> **Description of the task**
Please decide whether each statement agrees with the hydration text below, answering yes or no and quoting the deciding words of the text: (a) Carbohydrate needs less oxygen to burn than protein or fat. (b) Thirst is a reliable sign of dehydration. (c) Sports drinks help recovery more than water and high-carbohydrate foods.

> **Text provided**

════

Carbohydrate is stored as glucose in the liver and muscles and is the most efficient source of energy as it requires less oxygen to be burnt than either protein or fat. During exercise there is an increased uptake of blood glucose by the muscles and to prevent blood glucose levels falling the liver produces glucose from the liver stores and lacate. The body's carbohydrate stores are gradually depleted and if not checked will result in reduced performance. Consuming carbohydrate before, during and after exercise will help prevent blood glucose levels falling too low and also help maintain the body's glycogen stores.
Sweating is the way in which the body maintains it's core temperature at 37 degrees centigrade. This results in the loss of body fluid and electrolytes and if unchecked will lead to dehydration and eventually circulatory collapse and heat stroke. During continuous, high-intensity exercise in hot weather, you can sweat away a two to four pounds (one or two quarts) in an hour. The effect of fluid loss on the body is as follows: 2% impaired performance, 4% capacity for muscular work declines, 5% heat exhaustion, 7% hallucinations, and 10% circulatory collapse and heat stroke. Thirst is not an adequate indicator of dehydration. By the time you feel thirsty you may already be dehydrated. And you can quench your thirst before the body's fluid replacement requirements are met.. The idea fluid replacement beverage is one that tastes good, does not cause gastrointestinal discomfort when consumed in large quantities, promotes rapid fluid absorption and maintenance of extra cellular fluid volumes and provides energy to working muscles.
Electrolytes serve three general functions in the body: 1) many are essential minerals, 2) they control osmosis of water between body compartments, and 3) they help maintain the acid-base balance required for normal cellular activities. The sweat that evaporates from the skins contains a variety of electrolytes. The electrolyte composition of sweat is variable but comprised of the following components: sodium, potassium, calcium, magnesium, chloride, bicarbonate, phosphate and sulphate. Sports drinks contain electrolytes potassium and sodium.
Which is better water or sports drink? Most articles agree that if you exercise vigorously for less than one or moderately for less than two hours, water is all you need. Sports drink manufactures claim that their formulated drinks can be absorbed as fast as water and provide electrolytes and carbohydrates. Others say that electrolyte and carbohydrate requirements of most active people can be more than adequately met by consuming a balanced diet. Imbalances may occur under special circumstances such as prolonged exposure in the hot sun or exercise lasting several hours. Most search and rescue missions last longer than two hours, are not planned, and you may not have eaten a balanced diet, then drinking sports drinks can help. However, in spite of all the hype and advertising, none of the sports drinks are more effective than water and high carbohydrate foods at helping you to recover from a workout (mission) or prepare for the next one. Below are some help full hydration tips.
The weather outside, including the temperature, the wind, the humidity, sunshine, will make a large difference in your body's ability to handle the heat and your fluid loss.

════

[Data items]
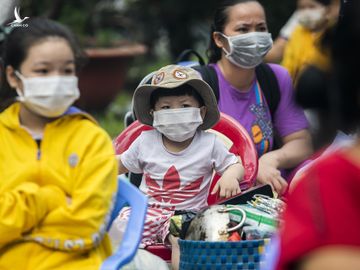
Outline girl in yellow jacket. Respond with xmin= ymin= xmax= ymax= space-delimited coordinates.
xmin=0 ymin=19 xmax=117 ymax=270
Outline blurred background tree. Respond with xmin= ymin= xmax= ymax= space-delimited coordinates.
xmin=0 ymin=0 xmax=296 ymax=137
xmin=124 ymin=0 xmax=296 ymax=60
xmin=21 ymin=0 xmax=296 ymax=61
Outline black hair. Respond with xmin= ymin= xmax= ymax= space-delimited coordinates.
xmin=150 ymin=84 xmax=205 ymax=109
xmin=206 ymin=0 xmax=262 ymax=63
xmin=0 ymin=18 xmax=85 ymax=109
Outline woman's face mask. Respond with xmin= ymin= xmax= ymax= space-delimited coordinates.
xmin=15 ymin=71 xmax=80 ymax=118
xmin=153 ymin=107 xmax=203 ymax=142
xmin=220 ymin=32 xmax=273 ymax=69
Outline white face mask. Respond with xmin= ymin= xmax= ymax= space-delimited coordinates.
xmin=153 ymin=107 xmax=203 ymax=142
xmin=220 ymin=32 xmax=273 ymax=69
xmin=15 ymin=71 xmax=80 ymax=118
xmin=299 ymin=8 xmax=326 ymax=30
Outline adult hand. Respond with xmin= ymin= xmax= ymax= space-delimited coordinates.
xmin=211 ymin=162 xmax=244 ymax=198
xmin=257 ymin=154 xmax=288 ymax=195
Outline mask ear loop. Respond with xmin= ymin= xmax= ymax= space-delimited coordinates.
xmin=14 ymin=70 xmax=25 ymax=102
xmin=215 ymin=32 xmax=232 ymax=56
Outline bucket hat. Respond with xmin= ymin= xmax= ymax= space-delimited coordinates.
xmin=133 ymin=65 xmax=220 ymax=130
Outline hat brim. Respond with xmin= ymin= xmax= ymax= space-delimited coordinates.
xmin=133 ymin=79 xmax=220 ymax=130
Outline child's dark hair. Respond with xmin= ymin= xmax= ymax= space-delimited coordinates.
xmin=0 ymin=18 xmax=85 ymax=110
xmin=207 ymin=0 xmax=262 ymax=63
xmin=150 ymin=84 xmax=204 ymax=109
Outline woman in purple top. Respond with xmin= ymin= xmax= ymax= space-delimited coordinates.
xmin=208 ymin=0 xmax=312 ymax=194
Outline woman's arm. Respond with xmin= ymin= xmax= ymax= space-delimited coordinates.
xmin=27 ymin=129 xmax=118 ymax=251
xmin=0 ymin=182 xmax=66 ymax=247
xmin=257 ymin=129 xmax=313 ymax=194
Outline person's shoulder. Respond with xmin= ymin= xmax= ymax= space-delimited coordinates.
xmin=267 ymin=63 xmax=290 ymax=77
xmin=197 ymin=130 xmax=216 ymax=141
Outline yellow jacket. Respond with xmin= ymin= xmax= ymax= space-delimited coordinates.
xmin=281 ymin=26 xmax=329 ymax=83
xmin=0 ymin=103 xmax=117 ymax=270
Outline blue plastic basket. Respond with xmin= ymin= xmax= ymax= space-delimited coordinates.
xmin=179 ymin=239 xmax=268 ymax=270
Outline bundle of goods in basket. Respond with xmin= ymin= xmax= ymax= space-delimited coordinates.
xmin=176 ymin=195 xmax=285 ymax=270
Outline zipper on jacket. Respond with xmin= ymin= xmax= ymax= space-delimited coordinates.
xmin=35 ymin=139 xmax=41 ymax=160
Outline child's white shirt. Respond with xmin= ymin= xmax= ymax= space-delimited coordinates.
xmin=121 ymin=130 xmax=238 ymax=210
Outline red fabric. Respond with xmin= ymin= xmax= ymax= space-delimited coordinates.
xmin=276 ymin=152 xmax=360 ymax=270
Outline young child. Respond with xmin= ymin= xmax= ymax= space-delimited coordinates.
xmin=0 ymin=18 xmax=118 ymax=270
xmin=117 ymin=65 xmax=244 ymax=269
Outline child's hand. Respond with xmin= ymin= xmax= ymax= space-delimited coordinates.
xmin=211 ymin=177 xmax=241 ymax=198
xmin=211 ymin=163 xmax=244 ymax=198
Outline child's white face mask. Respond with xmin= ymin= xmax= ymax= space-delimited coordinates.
xmin=15 ymin=71 xmax=80 ymax=117
xmin=153 ymin=107 xmax=203 ymax=142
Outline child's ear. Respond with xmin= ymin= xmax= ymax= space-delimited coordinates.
xmin=200 ymin=106 xmax=206 ymax=120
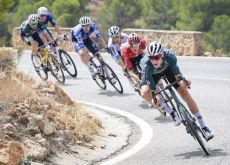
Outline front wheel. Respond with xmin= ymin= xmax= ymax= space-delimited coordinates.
xmin=179 ymin=104 xmax=209 ymax=156
xmin=58 ymin=49 xmax=77 ymax=77
xmin=47 ymin=55 xmax=65 ymax=84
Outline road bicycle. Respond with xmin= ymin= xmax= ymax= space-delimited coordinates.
xmin=89 ymin=49 xmax=123 ymax=93
xmin=155 ymin=76 xmax=209 ymax=155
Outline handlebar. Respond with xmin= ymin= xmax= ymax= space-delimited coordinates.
xmin=152 ymin=76 xmax=190 ymax=96
xmin=38 ymin=35 xmax=65 ymax=50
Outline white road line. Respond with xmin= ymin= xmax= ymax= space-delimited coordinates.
xmin=77 ymin=100 xmax=153 ymax=165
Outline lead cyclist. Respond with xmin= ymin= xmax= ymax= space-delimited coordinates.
xmin=141 ymin=41 xmax=214 ymax=140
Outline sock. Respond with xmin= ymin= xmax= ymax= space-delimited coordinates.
xmin=160 ymin=103 xmax=174 ymax=113
xmin=194 ymin=112 xmax=205 ymax=128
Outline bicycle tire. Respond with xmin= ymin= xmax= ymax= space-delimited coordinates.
xmin=31 ymin=55 xmax=48 ymax=80
xmin=58 ymin=49 xmax=77 ymax=77
xmin=47 ymin=54 xmax=65 ymax=84
xmin=178 ymin=104 xmax=209 ymax=156
xmin=102 ymin=63 xmax=123 ymax=94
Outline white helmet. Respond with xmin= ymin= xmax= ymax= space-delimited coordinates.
xmin=108 ymin=26 xmax=121 ymax=37
xmin=28 ymin=14 xmax=38 ymax=24
xmin=145 ymin=41 xmax=164 ymax=57
xmin=79 ymin=16 xmax=91 ymax=25
xmin=38 ymin=7 xmax=48 ymax=15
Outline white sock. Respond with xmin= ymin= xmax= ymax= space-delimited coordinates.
xmin=194 ymin=112 xmax=205 ymax=128
xmin=160 ymin=103 xmax=174 ymax=113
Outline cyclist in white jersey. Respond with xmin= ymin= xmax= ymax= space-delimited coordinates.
xmin=108 ymin=26 xmax=134 ymax=86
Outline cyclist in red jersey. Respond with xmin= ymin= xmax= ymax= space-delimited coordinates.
xmin=121 ymin=33 xmax=147 ymax=89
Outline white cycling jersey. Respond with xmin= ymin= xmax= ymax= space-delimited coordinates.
xmin=108 ymin=33 xmax=128 ymax=62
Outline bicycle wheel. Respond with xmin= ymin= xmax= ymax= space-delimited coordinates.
xmin=58 ymin=49 xmax=77 ymax=77
xmin=103 ymin=63 xmax=123 ymax=93
xmin=31 ymin=55 xmax=48 ymax=80
xmin=47 ymin=55 xmax=65 ymax=84
xmin=178 ymin=104 xmax=209 ymax=156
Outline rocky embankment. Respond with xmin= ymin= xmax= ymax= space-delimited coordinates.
xmin=0 ymin=68 xmax=101 ymax=165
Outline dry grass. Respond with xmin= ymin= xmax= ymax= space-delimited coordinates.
xmin=0 ymin=47 xmax=14 ymax=70
xmin=0 ymin=69 xmax=101 ymax=143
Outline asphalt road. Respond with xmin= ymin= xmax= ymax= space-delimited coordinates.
xmin=18 ymin=53 xmax=230 ymax=165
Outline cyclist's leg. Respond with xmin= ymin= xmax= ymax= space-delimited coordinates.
xmin=73 ymin=41 xmax=95 ymax=75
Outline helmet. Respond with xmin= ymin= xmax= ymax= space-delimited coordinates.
xmin=38 ymin=7 xmax=48 ymax=14
xmin=28 ymin=14 xmax=38 ymax=24
xmin=146 ymin=41 xmax=164 ymax=57
xmin=108 ymin=26 xmax=121 ymax=37
xmin=128 ymin=33 xmax=141 ymax=44
xmin=79 ymin=16 xmax=91 ymax=25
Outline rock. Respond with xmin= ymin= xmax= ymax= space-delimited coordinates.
xmin=38 ymin=119 xmax=55 ymax=135
xmin=0 ymin=139 xmax=24 ymax=165
xmin=23 ymin=139 xmax=48 ymax=160
xmin=3 ymin=123 xmax=16 ymax=133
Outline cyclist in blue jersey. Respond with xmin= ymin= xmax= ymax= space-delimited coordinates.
xmin=37 ymin=7 xmax=67 ymax=41
xmin=71 ymin=16 xmax=106 ymax=76
xmin=141 ymin=41 xmax=214 ymax=140
xmin=20 ymin=14 xmax=48 ymax=65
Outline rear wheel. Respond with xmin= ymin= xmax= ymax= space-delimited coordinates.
xmin=58 ymin=49 xmax=77 ymax=77
xmin=179 ymin=104 xmax=209 ymax=155
xmin=103 ymin=63 xmax=123 ymax=93
xmin=47 ymin=55 xmax=65 ymax=84
xmin=31 ymin=55 xmax=48 ymax=80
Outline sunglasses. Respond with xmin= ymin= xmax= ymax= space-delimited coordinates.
xmin=82 ymin=24 xmax=89 ymax=28
xmin=40 ymin=14 xmax=47 ymax=17
xmin=131 ymin=43 xmax=140 ymax=48
xmin=149 ymin=54 xmax=161 ymax=61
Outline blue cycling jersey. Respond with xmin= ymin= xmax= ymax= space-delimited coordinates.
xmin=71 ymin=23 xmax=101 ymax=50
xmin=42 ymin=13 xmax=56 ymax=27
xmin=141 ymin=49 xmax=181 ymax=90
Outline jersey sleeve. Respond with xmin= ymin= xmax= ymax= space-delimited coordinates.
xmin=47 ymin=14 xmax=57 ymax=27
xmin=71 ymin=27 xmax=85 ymax=47
xmin=92 ymin=23 xmax=101 ymax=38
xmin=121 ymin=47 xmax=133 ymax=69
xmin=166 ymin=49 xmax=180 ymax=75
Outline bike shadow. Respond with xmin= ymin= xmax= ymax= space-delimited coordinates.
xmin=98 ymin=90 xmax=134 ymax=97
xmin=153 ymin=114 xmax=173 ymax=124
xmin=175 ymin=148 xmax=229 ymax=159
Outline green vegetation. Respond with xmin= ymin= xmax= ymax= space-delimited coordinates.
xmin=0 ymin=0 xmax=230 ymax=56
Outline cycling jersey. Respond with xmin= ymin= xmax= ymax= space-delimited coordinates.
xmin=20 ymin=20 xmax=44 ymax=37
xmin=121 ymin=39 xmax=146 ymax=69
xmin=108 ymin=33 xmax=128 ymax=63
xmin=38 ymin=13 xmax=56 ymax=27
xmin=71 ymin=23 xmax=101 ymax=52
xmin=141 ymin=49 xmax=181 ymax=90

════

> **The answer**
(a) Yes: "it requires less oxygen to be burnt than either protein or fat"
(b) No: "Thirst is not an adequate indicator of dehydration."
(c) No: "none of the sports drinks are more effective than water and high carbohydrate foods"